§ Given instruction:
Rewrite all of the data below, swapping "marker" for "dot" wherever it occurs and leaving everything else as it is.

§ Dataset entries:
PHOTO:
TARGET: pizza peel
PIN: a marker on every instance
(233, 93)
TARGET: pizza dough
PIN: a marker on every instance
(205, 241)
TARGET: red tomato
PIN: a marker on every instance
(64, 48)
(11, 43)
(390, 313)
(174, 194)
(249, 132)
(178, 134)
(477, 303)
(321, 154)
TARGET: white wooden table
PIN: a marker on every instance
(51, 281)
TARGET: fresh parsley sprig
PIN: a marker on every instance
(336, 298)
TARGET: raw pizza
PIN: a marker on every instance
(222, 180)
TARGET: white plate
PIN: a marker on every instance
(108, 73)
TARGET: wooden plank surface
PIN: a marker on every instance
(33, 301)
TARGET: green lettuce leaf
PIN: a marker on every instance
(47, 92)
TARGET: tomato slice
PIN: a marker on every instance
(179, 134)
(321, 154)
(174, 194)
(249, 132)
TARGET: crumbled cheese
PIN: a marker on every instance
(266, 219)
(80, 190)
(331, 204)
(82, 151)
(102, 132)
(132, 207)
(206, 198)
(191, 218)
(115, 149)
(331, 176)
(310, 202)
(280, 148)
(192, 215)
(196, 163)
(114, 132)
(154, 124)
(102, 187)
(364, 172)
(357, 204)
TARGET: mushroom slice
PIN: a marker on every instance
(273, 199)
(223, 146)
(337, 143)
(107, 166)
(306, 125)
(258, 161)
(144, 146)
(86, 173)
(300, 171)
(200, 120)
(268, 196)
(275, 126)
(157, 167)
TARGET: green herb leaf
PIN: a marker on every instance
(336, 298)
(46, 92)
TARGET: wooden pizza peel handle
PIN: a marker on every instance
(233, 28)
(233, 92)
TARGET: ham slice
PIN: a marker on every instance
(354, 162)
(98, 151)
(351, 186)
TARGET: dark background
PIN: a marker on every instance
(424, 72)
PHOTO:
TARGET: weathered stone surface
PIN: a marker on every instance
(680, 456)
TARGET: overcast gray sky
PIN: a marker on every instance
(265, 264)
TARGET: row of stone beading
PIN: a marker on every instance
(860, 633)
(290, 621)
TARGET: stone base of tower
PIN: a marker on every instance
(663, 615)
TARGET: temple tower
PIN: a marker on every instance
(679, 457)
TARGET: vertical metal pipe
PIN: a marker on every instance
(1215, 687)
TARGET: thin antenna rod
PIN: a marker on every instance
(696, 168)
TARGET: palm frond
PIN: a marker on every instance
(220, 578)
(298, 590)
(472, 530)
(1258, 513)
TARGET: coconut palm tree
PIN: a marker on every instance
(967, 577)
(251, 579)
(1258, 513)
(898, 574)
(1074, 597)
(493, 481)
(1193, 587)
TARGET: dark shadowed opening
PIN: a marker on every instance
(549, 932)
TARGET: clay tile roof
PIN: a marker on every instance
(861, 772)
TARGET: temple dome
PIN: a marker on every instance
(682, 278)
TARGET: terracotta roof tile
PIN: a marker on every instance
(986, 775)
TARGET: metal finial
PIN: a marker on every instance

§ Answer to this task:
PHOTO:
TARGET: pizza peel
PIN: a dot on every instance
(233, 93)
TARGET: pizza dough
PIN: a dot on every instance
(205, 241)
TARGET: red tomato
PIN: a dot on every instance
(64, 48)
(11, 43)
(390, 313)
(174, 194)
(249, 132)
(178, 134)
(477, 303)
(321, 154)
TARGET: white wooden table
PIN: a dot on every instance
(51, 281)
TARGET: fresh parsley sprig
PIN: a dot on every instance
(336, 298)
TARGET: raw pizza
PIN: a dot on every instance
(222, 180)
TARGET: white plate
PIN: a dot on every instance
(108, 73)
TARGET: wooden plank surface
PIN: a dot on every instance
(33, 301)
TARGET: green lettuce leaf
PIN: a dot on every instance
(47, 92)
TARGET: tomato slice
PIN: a dot on every instance
(179, 134)
(321, 154)
(174, 194)
(249, 132)
TARGET: crumbled cheese
PIN: a dot on every instance
(266, 219)
(80, 190)
(331, 204)
(82, 151)
(102, 132)
(132, 207)
(206, 198)
(191, 218)
(115, 149)
(331, 176)
(310, 202)
(280, 148)
(192, 215)
(196, 163)
(114, 132)
(154, 124)
(102, 187)
(364, 172)
(357, 204)
TARGET: mushroom slice
PIN: a dot on every instance
(273, 199)
(223, 146)
(337, 143)
(107, 166)
(306, 125)
(258, 161)
(144, 146)
(86, 173)
(300, 171)
(200, 120)
(268, 196)
(275, 126)
(157, 167)
TARGET: green herb leaf
PIN: a dot on every instance
(336, 298)
(46, 92)
TARGET: wooden pizza peel handle
PIN: a dot on every instance
(233, 28)
(233, 92)
TARGET: ham slice
PIN: a dot on every instance
(354, 162)
(98, 151)
(351, 186)
TARGET: dark background
PIN: a dot on every instance
(424, 72)
PHOTO:
TARGET: weathered stone surface
PIN: a dot on every instance
(680, 456)
TARGET: overcast gray sky
PIN: a dot on every instance
(265, 264)
TARGET: row of stone beading
PIN: a dot on every instance
(860, 633)
(290, 621)
TARGET: stone base of tower
PIN: a dot on every instance
(663, 615)
TARGET: temple tower
PIN: a dot on every instance
(679, 457)
TARGET: vertical metal pipe
PIN: a dot on every instance
(1215, 687)
TARGET: thin antenna rod
PIN: a dot on every instance
(696, 168)
TARGET: palm frond
PIN: a dot on every instance
(220, 578)
(298, 590)
(472, 530)
(1258, 513)
TARGET: coconut palm tree
PIN: a dot on every instance
(967, 577)
(251, 579)
(1258, 513)
(898, 574)
(1074, 597)
(493, 481)
(1193, 587)
TARGET: dark shadowed opening
PIN: a dot on every instance
(549, 932)
TARGET: clay tile roof
PIN: a dot on every instance
(861, 772)
TARGET: temple dome
PIN: a dot on every instance
(682, 278)
TARGET: terracotta roof tile
PIN: a dot on every instance
(986, 775)
TARGET: metal finial
PIN: a dot on every instance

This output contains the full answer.